**Work to complete**
Below are some records. Print exactly the lines between the one holding "Target: snow-covered car" and the one holding "Target: road lane marking", inclusive, and nothing else.

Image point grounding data
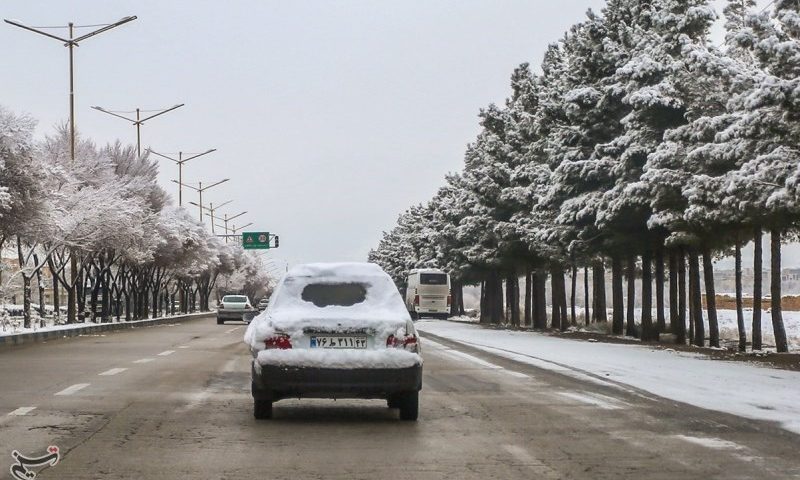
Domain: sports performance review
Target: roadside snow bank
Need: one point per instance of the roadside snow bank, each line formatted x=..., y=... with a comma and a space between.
x=732, y=387
x=344, y=359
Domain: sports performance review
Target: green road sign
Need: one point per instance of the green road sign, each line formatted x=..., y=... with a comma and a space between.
x=255, y=240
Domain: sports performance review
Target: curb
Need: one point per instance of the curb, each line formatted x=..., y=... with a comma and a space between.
x=36, y=337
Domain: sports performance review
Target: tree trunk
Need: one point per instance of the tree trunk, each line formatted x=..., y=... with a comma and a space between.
x=757, y=279
x=512, y=285
x=573, y=320
x=42, y=310
x=661, y=320
x=775, y=289
x=697, y=299
x=599, y=278
x=484, y=317
x=679, y=328
x=26, y=287
x=630, y=325
x=555, y=314
x=739, y=310
x=673, y=290
x=617, y=298
x=649, y=332
x=586, y=317
x=528, y=318
x=711, y=298
x=562, y=297
x=497, y=315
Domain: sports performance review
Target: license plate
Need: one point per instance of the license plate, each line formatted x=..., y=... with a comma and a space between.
x=339, y=341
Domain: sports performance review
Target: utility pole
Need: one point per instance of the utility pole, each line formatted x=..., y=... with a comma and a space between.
x=211, y=209
x=138, y=121
x=70, y=43
x=200, y=189
x=180, y=161
x=228, y=219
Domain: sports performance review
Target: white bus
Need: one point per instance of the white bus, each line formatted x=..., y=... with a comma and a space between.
x=428, y=293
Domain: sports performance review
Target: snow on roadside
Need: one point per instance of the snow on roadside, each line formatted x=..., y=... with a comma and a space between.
x=732, y=387
x=50, y=327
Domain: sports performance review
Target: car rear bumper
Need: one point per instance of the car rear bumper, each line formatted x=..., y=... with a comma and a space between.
x=236, y=314
x=277, y=382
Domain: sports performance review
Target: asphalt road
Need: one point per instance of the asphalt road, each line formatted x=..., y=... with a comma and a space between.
x=173, y=402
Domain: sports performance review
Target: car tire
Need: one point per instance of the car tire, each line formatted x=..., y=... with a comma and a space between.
x=409, y=406
x=262, y=409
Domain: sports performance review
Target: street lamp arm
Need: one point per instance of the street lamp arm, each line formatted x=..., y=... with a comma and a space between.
x=236, y=216
x=198, y=155
x=122, y=21
x=187, y=186
x=31, y=29
x=161, y=113
x=215, y=184
x=101, y=109
x=163, y=156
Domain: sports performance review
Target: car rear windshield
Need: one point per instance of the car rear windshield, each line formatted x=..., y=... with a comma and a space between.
x=433, y=278
x=337, y=294
x=234, y=298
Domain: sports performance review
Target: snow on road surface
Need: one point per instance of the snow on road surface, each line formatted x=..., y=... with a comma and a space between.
x=738, y=388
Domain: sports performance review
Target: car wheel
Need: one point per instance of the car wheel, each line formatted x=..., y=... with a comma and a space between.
x=262, y=409
x=409, y=406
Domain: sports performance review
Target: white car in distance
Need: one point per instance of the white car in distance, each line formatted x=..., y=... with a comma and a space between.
x=337, y=330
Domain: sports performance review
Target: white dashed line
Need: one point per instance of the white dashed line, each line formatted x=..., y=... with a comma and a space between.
x=22, y=411
x=73, y=389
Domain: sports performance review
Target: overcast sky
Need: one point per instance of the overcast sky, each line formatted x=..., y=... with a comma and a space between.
x=330, y=117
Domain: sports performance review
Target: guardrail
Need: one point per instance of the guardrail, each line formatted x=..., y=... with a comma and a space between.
x=83, y=329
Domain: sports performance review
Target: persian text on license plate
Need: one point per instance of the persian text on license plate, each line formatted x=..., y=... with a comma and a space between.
x=339, y=341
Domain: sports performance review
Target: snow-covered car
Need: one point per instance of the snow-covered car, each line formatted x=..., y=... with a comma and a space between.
x=336, y=330
x=262, y=304
x=235, y=307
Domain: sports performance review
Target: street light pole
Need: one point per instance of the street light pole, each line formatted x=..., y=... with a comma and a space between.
x=211, y=209
x=180, y=161
x=200, y=189
x=70, y=43
x=228, y=219
x=138, y=121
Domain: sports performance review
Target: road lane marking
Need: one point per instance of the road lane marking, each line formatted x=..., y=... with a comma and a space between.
x=22, y=411
x=73, y=389
x=595, y=400
x=474, y=359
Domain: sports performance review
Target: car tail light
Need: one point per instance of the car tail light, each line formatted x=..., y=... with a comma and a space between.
x=280, y=341
x=409, y=342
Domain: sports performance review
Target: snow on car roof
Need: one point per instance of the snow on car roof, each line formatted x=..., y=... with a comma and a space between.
x=427, y=270
x=381, y=309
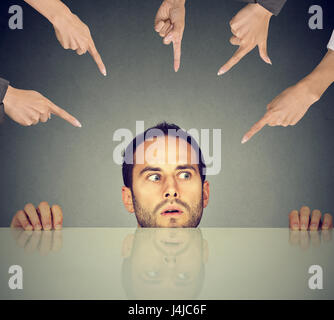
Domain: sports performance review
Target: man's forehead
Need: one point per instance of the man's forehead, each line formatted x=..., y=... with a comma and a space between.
x=166, y=150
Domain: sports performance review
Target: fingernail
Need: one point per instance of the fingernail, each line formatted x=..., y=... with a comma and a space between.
x=220, y=72
x=244, y=140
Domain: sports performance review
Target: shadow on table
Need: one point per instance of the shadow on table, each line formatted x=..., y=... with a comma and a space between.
x=42, y=242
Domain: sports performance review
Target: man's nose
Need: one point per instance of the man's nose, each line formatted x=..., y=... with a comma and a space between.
x=171, y=190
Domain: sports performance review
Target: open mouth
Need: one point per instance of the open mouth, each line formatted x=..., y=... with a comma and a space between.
x=170, y=212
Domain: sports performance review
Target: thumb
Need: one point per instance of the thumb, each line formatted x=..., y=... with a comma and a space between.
x=159, y=25
x=263, y=52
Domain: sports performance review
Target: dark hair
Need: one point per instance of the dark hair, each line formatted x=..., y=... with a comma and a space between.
x=166, y=129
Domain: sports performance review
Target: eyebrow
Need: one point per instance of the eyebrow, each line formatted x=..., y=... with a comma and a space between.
x=157, y=169
x=187, y=166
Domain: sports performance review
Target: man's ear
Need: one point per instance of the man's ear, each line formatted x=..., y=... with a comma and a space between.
x=206, y=193
x=127, y=199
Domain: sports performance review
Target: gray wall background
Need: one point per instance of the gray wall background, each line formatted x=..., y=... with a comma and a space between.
x=260, y=183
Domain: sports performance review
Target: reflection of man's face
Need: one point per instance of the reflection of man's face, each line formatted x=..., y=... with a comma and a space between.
x=164, y=263
x=167, y=189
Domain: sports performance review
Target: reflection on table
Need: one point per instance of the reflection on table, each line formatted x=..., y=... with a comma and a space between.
x=208, y=263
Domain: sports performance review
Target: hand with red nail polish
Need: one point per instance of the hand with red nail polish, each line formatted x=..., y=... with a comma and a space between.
x=303, y=220
x=41, y=218
x=169, y=23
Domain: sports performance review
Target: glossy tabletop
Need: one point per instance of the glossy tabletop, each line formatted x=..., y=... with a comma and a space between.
x=208, y=263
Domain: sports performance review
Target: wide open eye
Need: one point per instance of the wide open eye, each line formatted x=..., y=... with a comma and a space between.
x=154, y=177
x=185, y=175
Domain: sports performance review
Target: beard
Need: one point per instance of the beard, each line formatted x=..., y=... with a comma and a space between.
x=148, y=219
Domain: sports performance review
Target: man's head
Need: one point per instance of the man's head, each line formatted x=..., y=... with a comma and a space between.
x=163, y=173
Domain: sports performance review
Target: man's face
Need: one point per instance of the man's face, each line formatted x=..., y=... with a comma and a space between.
x=167, y=190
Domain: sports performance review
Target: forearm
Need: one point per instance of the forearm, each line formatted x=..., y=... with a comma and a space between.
x=274, y=6
x=321, y=77
x=50, y=9
x=3, y=89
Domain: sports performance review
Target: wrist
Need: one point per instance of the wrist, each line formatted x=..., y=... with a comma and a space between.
x=308, y=87
x=8, y=97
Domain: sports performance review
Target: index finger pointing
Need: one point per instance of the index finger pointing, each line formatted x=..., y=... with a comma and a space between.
x=255, y=128
x=97, y=58
x=238, y=55
x=177, y=54
x=65, y=115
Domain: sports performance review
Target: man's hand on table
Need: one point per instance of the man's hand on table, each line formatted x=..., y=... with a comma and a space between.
x=250, y=29
x=304, y=220
x=42, y=218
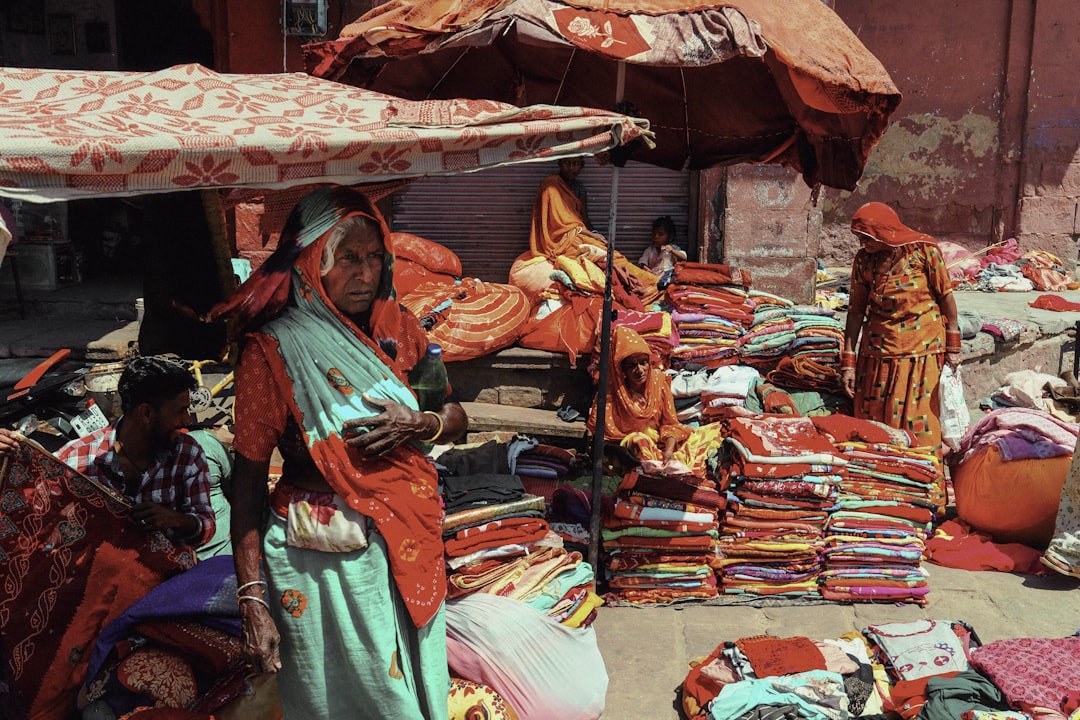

**Written response**
Target: snow-covered car
Need: one point per instance of the snow-covered car, each line formatted x=..., y=... with a comma and a space between.
x=336, y=330
x=262, y=304
x=235, y=307
Domain: sports performance review
Target: street light pole
Need: one point per instance of the street light pole, each line formatted x=..., y=... with a comma and a space between.
x=211, y=209
x=180, y=161
x=200, y=189
x=70, y=43
x=228, y=219
x=138, y=121
Domain: sports performance review
Target: road lane marking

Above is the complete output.